Given passage:

++++++++

See a trend here? They’ve long operated on fixed structures, which imposes limits on the kinds of things we can express about a particular interaction. With the addition of Custom Dimensions and Metrics, our capabilities in GA have improved, however we’re still bound by a structure, even if it’s so “wide” that we may rarely find its limits.

These trends persist, in any analytics platform which attempts to extract a fixed set of properties from its data stream; they have to assume some kind of schema to the data, to populate a consistent representation, which eventually becomes the reports you rely on.

The Rise of Semistructured Data

Vendors such as Keen.io and Mixpanel took a fundamentally different approach, because they built their products on newer technology and under newer paradigms of computing. They turned the legacy problem on its head, focusing on a dynamic query capability at reporting time, and rather than modeling the data to a fixed structure at collection time.

They operate on a different assumption: you, the developer or consultant, need to collect everything you know in the app, rather than just what the analytics platform planned for (years prior).

To support this, these and other vendors adopted a simple convention: let a developer push anything as JSON.

Two important points to that assumption:

  • The developer knows what they need to record; the analytics platform shouldn’t limit the business context.
  • There’s a flexible, standard data format available basically anywhere: JSON.

JSON is just the encoding, while the semantics of the data model are left to the developer, removed from the analytics platform’s own logic.

Psuedo-structured

Google’s Tag Manager provides a similarly flexible dataLayer, but it fundamentally acts as a middle-ware to the same (old) Analytics platform: your GTM configuration just remodels the dataLayer events into something that fits Google Analytics. GTM’s function is good, provided our business semantics can either be sufficiently represented within the Analytics model, or we use GTM to augment Analytics with other platforms too.

In mobile applications, Firebase now accommodates some semi-structured analytics model as well, but this is built on BigQuery, a much newer technology than Google Analytics. The legacy mobile integration in Google Analytics remains fixed in structure, just like its web counterpart.

Model Mutation

I love the flexibility that semi-structured models provide. Instead of warping our business context to fit the abstract, generic things in a prescribed structure (e.g. Event’s Category, Action, Label), our data can be semantically modeled.

That’s great, until things change… which is, of course, inevitable.

The chaos monkey takes many forms. The business case evolves when new services plans are added, the UI changes when new payment options are added, and occasionally a developer will alter the attributes of an analytics (or dataLayer) event without notifying the analytics stakeholders. Something you couldn’t have planned for will throw a wrench in your beautifully architected data model.

The Hazards Of Weak Structure

Models with great flexibility increase the propensity of errors, when developers are given general rules instead of explicit templates. These errors include communication factors, such as differences in naming convention.

When errors occur, the development cost multiplies, especially when relying on third-party software teams. The communication overhead of scheduling calls or meetings, and the hours invested in review and testing cycles become expensive and unsustainable. This often results in software teams deprioritizing analytics integration from the rest of their backlog, because they separate it from the rest of the feature development.

++++++++

Information given:
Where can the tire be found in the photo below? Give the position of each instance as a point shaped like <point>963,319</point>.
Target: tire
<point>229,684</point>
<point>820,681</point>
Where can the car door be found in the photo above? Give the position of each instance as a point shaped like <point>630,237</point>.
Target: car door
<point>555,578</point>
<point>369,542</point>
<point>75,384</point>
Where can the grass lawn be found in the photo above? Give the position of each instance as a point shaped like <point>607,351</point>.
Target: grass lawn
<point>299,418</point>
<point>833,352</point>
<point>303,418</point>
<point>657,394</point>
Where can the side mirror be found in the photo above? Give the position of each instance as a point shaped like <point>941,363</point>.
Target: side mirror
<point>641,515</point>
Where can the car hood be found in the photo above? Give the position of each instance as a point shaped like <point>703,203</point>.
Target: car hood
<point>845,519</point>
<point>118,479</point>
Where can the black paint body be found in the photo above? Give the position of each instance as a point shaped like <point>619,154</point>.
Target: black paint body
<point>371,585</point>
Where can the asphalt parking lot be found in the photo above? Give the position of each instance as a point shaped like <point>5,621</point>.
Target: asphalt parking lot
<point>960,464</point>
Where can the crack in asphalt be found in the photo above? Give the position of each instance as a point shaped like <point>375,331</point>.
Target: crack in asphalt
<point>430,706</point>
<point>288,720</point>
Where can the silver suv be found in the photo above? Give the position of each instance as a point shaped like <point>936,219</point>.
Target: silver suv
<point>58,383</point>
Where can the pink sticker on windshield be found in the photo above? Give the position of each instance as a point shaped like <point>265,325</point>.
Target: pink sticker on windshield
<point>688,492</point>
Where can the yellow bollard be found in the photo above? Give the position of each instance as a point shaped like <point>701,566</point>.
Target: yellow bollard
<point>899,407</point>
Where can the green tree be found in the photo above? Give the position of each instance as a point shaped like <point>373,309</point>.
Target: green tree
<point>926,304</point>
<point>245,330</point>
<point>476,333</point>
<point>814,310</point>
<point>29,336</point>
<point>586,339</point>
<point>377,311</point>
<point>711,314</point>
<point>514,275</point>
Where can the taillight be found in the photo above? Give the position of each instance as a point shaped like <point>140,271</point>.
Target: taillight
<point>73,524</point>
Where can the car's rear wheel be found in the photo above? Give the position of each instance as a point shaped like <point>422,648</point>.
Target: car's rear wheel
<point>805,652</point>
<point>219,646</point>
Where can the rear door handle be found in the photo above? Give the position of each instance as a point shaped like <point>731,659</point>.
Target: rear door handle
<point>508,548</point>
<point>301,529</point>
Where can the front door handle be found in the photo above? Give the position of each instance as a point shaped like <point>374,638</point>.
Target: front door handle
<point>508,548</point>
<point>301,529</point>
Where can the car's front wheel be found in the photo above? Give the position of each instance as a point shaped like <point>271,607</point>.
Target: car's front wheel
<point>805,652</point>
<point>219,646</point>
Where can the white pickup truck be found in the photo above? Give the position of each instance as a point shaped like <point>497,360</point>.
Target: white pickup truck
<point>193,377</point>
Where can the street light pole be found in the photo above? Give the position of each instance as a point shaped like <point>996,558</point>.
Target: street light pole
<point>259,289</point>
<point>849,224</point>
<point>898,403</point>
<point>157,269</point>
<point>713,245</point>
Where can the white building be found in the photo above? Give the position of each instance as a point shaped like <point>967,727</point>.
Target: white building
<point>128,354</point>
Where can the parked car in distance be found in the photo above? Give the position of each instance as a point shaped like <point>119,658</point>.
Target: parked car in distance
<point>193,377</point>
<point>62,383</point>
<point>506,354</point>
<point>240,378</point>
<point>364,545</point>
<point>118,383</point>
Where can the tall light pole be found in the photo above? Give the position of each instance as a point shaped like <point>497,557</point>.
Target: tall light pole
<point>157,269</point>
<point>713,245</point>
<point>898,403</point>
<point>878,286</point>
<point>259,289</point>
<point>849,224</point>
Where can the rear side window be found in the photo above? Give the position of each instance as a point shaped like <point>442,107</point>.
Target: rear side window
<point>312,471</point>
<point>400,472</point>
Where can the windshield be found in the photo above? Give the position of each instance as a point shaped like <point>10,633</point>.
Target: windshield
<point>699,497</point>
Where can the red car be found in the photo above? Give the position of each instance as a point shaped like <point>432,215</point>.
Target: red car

++++++++

Written task: Reproduce the portion of the analytics passage above starting at "In mobile applications, Firebase" and ending at "be semantically modeled.", word for word.

Answer to this task:
In mobile applications, Firebase now accommodates some semi-structured analytics model as well, but this is built on BigQuery, a much newer technology than Google Analytics. The legacy mobile integration in Google Analytics remains fixed in structure, just like its web counterpart.

Model Mutation

I love the flexibility that semi-structured models provide. Instead of warping our business context to fit the abstract, generic things in a prescribed structure (e.g. Event’s Category, Action, Label), our data can be semantically modeled.